## [What needs to be done]
A line belongs in the answer only if it contains the word "white"; copy every such line from the listing below.

────────

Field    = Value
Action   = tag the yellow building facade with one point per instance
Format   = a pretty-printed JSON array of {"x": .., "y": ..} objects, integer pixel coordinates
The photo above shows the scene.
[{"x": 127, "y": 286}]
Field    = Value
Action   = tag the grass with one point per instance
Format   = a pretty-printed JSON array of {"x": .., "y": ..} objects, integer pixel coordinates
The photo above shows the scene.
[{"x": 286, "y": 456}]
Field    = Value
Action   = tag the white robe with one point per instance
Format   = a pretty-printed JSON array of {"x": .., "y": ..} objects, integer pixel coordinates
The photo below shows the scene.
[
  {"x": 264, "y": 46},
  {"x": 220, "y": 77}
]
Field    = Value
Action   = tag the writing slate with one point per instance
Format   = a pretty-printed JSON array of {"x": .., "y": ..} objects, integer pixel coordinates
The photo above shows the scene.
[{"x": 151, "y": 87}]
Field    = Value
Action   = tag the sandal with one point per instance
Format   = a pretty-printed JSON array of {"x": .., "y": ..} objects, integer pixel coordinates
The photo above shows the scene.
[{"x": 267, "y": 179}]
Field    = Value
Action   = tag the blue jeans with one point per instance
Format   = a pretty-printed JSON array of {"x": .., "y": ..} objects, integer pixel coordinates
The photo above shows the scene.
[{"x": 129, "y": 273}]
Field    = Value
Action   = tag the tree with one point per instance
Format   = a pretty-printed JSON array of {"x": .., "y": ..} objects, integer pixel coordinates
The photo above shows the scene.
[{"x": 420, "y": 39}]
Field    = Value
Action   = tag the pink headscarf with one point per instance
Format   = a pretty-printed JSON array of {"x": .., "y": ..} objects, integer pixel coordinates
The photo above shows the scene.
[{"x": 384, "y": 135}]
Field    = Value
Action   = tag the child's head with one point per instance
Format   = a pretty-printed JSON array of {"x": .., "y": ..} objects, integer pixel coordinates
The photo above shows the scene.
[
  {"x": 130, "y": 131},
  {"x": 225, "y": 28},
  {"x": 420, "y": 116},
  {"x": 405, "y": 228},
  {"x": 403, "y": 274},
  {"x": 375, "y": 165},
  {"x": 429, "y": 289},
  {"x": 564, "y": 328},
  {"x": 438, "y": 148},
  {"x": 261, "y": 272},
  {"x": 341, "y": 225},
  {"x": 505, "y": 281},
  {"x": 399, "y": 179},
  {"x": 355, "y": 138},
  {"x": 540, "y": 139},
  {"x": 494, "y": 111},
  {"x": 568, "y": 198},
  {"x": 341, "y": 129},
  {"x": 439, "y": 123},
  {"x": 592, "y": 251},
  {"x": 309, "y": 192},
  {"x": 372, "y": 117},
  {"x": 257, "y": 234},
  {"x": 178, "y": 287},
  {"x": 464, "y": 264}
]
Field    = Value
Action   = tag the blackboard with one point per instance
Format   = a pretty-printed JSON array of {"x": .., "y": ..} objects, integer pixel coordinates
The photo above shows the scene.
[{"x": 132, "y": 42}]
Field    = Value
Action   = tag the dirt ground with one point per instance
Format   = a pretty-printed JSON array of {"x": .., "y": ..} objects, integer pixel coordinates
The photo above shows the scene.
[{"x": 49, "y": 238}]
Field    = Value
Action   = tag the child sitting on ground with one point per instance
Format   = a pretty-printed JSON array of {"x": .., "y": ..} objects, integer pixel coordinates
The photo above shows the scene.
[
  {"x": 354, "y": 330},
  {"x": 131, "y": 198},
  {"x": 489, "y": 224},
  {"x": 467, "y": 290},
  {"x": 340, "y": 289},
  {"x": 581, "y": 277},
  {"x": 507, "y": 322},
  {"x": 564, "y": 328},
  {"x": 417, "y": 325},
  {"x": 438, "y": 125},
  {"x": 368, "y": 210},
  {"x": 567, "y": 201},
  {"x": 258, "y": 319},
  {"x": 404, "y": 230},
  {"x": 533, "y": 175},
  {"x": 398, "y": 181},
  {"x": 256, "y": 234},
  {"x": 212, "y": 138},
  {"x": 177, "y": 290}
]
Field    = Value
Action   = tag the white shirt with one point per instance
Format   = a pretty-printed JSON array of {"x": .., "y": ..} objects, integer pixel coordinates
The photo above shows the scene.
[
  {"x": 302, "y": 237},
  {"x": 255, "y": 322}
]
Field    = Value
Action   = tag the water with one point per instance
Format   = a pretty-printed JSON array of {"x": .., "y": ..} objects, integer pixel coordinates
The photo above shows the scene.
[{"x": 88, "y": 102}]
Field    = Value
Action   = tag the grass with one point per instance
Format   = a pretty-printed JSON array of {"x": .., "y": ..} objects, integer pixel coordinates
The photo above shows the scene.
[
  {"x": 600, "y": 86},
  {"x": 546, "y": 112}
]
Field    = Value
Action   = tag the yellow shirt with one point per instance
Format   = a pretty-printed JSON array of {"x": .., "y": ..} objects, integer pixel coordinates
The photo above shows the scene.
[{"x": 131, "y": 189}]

────────

## [Your solution]
Action   = tag the white robe with one point per instance
Action   = tag the white shirt with one point per instance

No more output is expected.